─── Texto fornecido ───
Abril, cidade da Praia, costuma ser ventoso e pardacento. A poeira arrastada
do deserto saheliano para este corredor atlântico é avassaladora a ponto de estorvar
a navegação aérea, de perturbar a saúde das pessoas, de turvar o verde vivo das
plantas e o colorido das flores, incluindo os automóveis e os haveres
domésticos. A vida cobre-se do chamado “pó di terra”, pó esbranquiçado e
finíssimo, asfixiante.
Eram cerca das dez e tal da manhã, quando a voz de um homem ao telefone me convidava
um encontro. Combinamos para as dezasseis horas no Restaurante O Poeta, lugar
acolhedor e de linda vista para o mar.
Quinze minutos antes da hora, estava eu sentado numa mesinha de quatro cadeiras, a olhar o
mar aberto a tanger a linha do céu lá longe. Aproveito sempre estes momentos
para registar umas ideias no bloco de notas. Voltei a cara vi entrar uma senhora,
seguida de um senhor. Pela hora só podia ser a pessoa esperada. Era ele mesmo. Saudámo-nos
entre risos. Sentámo-nos. Encomendou-se água ao empregado de mesa. Discretos, os
nossos olhares mediam o semblante de cada um. O senhor começou por informar
sobre os motivos da sua vinda à cidade da Praia. De seguida, ele falou da
agenda de contactos com algumas entidades oficiais, com vista a obter os apoios
necessários.
As divas vacinaram-me com o dom de descobrir em quem confiar ou não em
pouco tempo. Facilmente eu compreendi que se tratava de duas entidades respeitosas.
Sra Dra. Felisa Prado e Sr. Francisco Gonzales. Pela postura e pelas ideias
acreditei no projecto apresentado que consistia na organização do Salão
Internacional do Livro Africano – SILA, na sua IV Edição, a realizar-se em
Canárias. Acordada a minha participação, despedimo-nos, trocando cartões-de-visita.
───
* Trabalho proposto *
(A) No relato do encontro na Praia, para que hora ficou combinado o encontro no Restaurante O Poeta?
(B) Continua o relato do encontro na Praia a partir do ponto em que termina.
As entradas não têm qualquer relação com o relato do encontro na Praia.
─── Entradas em bruto ───
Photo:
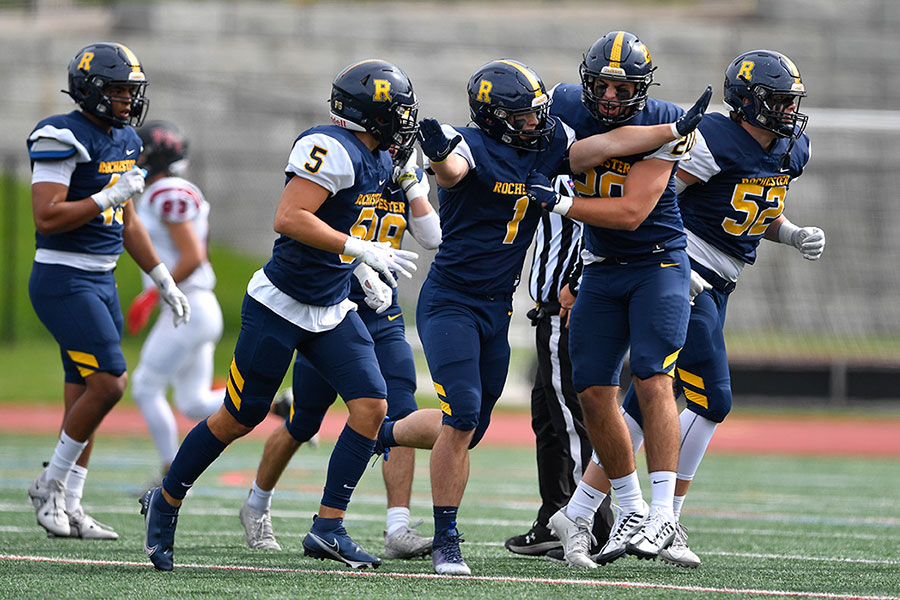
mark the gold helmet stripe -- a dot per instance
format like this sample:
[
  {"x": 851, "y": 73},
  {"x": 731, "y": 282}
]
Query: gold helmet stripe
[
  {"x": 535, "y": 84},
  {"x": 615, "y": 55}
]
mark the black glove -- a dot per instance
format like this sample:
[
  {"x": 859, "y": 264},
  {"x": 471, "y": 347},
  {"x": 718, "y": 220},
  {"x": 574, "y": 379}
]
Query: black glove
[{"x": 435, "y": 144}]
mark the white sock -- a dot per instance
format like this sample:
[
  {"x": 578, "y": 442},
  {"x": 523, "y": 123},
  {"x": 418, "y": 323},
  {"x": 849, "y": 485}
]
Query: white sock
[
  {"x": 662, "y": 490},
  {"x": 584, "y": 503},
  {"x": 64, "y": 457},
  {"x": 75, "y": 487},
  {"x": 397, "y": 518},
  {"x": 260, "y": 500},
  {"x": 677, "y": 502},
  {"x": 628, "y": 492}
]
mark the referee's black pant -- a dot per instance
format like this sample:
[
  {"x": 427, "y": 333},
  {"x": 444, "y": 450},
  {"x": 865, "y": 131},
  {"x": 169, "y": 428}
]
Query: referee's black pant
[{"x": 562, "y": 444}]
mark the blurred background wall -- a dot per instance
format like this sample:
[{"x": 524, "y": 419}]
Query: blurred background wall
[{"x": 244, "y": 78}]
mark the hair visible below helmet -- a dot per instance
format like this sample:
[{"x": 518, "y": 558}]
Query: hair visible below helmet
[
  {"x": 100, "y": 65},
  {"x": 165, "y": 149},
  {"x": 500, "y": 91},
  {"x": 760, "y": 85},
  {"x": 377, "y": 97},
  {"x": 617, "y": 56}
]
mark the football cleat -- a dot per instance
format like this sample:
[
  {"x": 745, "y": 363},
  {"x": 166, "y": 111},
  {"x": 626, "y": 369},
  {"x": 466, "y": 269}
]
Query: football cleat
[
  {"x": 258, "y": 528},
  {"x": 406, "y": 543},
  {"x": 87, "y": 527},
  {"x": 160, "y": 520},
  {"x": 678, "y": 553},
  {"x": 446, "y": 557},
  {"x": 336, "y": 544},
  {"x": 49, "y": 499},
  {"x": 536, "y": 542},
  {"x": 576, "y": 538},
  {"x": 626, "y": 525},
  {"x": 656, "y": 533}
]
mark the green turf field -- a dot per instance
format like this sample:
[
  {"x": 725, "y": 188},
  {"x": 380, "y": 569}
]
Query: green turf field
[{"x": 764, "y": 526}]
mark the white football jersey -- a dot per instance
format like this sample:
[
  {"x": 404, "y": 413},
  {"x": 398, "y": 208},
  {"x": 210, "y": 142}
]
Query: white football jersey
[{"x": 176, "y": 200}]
───
* Respostas por tarefa *
(A) Para as dezasseis horas.

(B)
O nosso próximo encontro ficou marcado para 29 de Abril, dez e trinta, na
Livraria Nho Eugénio - Eugénio Tavares, poeta e trovador maior das ilhas
crioulas.
Neste encontro, sem a presença da senhora Felisa Prado, conheci em
detalhe o esboço do programa do Salão Internacional do Livro Africano, SILA -
2013, em que Cabo Verde era o país focado. Dei o meu acordo de princípio em
participar do programa que incluía o percurso por cinco ilhas do arquipélago
das Canárias, para, como músico, compositor e poeta falar sobre a poética na
música atlântica de Cabo Verde em concertos nos espaços públicos. No entanto a Srª.
Drª Felisa Prado tinha deixado Cabo Verde – Praia - nesse mesmo dia. Ciente da
amizade que havíamos construído, convidei o Sr. Francisco Gonzaléz a tomar parte
no convívio familiar, dia do meu aniversário, 1º de Maio, em minha casa. À hora
combinada fui buscá-lo ao Hotel Trópico. A casa estava cheia de irmãos,
cunhadas e sobrinhos. Na verdade nossas festas é sempre uma tempestade de alegria,
um ferventar de amizade contagiante, que colocou o visitante à-vontade, inda
mais, com dois irmãos meus formados em Cuba, a facilitar o diálogo com o
convidado.
Fui, eu mesmo, a preparar o prato da noite: Camarão descascado marinado á
minha maneira, carne de porco assada desfiada, creme de beterraba, peito de
frango desfiado, creme de salsa e contros, salada com queijo de cabra esmiuçado,
croquetes, linguicinha da terra e o prato mata-borrão da festa, canja, justamente
para dissuadir o efeito da bebida. Cantou-se o tradicional parabéns a você, seguido
de foto de família. A noite passava e a casa não sentia. Todavia a hora di bai é
sempre o momento desolador da festa. Nisto, só os da casa ficaram a dar jeito
às sobras e arrumar a loiça. Tinha sido uma noite sã, pesando nada o calendário
de sessenta e seis azáguas na idade do boi que, apesar-de-tudo, sentia-se valente
e corajoso.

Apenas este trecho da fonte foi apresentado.